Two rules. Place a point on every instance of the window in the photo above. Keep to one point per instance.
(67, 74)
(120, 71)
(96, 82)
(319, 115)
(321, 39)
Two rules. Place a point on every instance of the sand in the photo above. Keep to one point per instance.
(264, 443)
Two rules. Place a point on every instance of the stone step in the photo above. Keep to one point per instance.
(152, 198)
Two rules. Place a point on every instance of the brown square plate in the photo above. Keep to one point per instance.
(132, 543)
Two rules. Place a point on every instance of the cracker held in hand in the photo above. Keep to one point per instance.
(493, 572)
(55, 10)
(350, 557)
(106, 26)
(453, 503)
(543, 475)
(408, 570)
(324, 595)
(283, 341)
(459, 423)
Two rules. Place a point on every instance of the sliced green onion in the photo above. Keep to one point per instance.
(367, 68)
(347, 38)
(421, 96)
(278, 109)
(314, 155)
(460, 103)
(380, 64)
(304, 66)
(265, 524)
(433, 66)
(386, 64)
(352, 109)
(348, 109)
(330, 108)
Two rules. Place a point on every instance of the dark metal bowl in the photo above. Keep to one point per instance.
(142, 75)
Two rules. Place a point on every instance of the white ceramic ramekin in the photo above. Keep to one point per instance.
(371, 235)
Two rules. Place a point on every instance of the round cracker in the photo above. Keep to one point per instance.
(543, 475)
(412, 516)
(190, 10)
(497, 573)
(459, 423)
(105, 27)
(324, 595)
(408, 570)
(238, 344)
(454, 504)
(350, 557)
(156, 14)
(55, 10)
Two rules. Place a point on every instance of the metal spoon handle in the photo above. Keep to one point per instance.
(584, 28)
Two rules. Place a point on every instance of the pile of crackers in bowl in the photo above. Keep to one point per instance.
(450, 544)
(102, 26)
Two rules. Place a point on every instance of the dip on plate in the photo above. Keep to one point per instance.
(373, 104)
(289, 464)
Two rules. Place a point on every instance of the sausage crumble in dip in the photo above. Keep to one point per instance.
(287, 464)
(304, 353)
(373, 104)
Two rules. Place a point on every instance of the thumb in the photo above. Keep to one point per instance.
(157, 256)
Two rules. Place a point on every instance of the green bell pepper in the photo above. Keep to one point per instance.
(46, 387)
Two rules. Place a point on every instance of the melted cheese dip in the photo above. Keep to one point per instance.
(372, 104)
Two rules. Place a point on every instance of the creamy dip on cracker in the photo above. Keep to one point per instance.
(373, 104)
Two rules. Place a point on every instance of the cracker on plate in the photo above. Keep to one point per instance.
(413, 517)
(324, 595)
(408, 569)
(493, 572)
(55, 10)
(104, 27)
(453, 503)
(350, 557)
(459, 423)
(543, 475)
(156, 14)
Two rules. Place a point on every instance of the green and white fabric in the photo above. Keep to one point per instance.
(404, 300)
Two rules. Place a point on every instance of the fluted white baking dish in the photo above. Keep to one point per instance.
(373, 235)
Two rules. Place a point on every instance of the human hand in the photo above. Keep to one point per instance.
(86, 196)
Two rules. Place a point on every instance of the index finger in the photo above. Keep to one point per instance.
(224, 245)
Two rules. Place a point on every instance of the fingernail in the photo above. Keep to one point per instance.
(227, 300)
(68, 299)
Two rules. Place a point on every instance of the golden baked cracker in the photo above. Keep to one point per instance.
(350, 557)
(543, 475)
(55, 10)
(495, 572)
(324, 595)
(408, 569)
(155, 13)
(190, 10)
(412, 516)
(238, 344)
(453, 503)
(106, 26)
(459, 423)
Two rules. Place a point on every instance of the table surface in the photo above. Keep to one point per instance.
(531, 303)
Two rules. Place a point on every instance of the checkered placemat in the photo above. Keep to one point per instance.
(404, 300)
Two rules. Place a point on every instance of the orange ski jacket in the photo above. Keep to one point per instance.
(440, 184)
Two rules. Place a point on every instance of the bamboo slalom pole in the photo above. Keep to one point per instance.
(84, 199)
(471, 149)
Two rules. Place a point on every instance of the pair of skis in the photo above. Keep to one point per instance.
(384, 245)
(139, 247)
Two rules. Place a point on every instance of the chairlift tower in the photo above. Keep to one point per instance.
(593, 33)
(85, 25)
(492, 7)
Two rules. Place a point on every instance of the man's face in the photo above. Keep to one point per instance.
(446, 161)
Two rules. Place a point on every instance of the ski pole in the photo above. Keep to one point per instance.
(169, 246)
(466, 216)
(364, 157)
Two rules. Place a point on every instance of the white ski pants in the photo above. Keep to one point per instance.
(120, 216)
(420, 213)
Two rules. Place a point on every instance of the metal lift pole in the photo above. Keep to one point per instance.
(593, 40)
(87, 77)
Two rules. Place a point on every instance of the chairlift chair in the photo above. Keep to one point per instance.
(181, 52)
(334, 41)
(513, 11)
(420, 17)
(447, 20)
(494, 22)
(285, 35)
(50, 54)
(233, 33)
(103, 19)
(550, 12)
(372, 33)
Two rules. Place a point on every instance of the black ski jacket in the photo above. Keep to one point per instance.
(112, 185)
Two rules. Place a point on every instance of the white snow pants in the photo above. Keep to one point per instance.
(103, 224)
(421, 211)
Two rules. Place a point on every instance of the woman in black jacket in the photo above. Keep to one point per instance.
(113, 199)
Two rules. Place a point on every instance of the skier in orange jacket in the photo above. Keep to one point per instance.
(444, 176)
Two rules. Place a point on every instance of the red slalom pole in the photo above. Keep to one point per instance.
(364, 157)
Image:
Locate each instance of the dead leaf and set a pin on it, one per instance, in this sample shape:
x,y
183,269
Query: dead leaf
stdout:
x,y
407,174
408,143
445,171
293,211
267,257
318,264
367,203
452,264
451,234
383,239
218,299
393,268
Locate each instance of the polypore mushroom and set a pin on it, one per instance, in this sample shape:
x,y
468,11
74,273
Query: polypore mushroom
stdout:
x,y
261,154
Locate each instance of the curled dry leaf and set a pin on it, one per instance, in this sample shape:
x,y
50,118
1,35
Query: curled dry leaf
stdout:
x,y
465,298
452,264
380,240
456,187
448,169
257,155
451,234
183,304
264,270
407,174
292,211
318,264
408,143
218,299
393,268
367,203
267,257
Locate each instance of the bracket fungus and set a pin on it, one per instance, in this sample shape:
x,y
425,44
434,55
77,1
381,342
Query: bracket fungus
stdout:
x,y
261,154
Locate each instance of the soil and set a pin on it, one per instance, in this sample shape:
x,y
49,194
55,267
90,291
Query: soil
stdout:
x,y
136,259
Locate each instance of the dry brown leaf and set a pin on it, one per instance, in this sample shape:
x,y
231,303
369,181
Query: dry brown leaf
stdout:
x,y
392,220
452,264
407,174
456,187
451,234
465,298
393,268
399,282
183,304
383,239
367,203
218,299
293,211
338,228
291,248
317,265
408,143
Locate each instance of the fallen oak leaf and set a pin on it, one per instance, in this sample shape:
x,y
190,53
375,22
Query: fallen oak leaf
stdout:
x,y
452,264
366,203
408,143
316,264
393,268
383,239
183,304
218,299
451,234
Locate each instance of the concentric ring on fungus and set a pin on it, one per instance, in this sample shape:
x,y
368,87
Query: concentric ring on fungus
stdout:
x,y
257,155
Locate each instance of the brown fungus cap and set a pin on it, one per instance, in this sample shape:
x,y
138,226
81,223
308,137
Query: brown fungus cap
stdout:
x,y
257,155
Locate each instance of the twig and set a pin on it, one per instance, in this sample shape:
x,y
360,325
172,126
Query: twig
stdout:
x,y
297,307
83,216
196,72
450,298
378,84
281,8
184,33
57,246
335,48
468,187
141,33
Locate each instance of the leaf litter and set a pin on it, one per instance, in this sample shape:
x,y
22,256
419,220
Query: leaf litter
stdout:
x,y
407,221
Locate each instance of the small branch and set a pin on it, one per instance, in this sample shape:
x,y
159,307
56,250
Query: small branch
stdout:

§ §

**Activity:** Lines of the material that contain the word "soil" are to be gathered.

**Exercise output:**
Locate each instance of the soil and set a pin on it, one per instance, in this sample shape:
Query: soil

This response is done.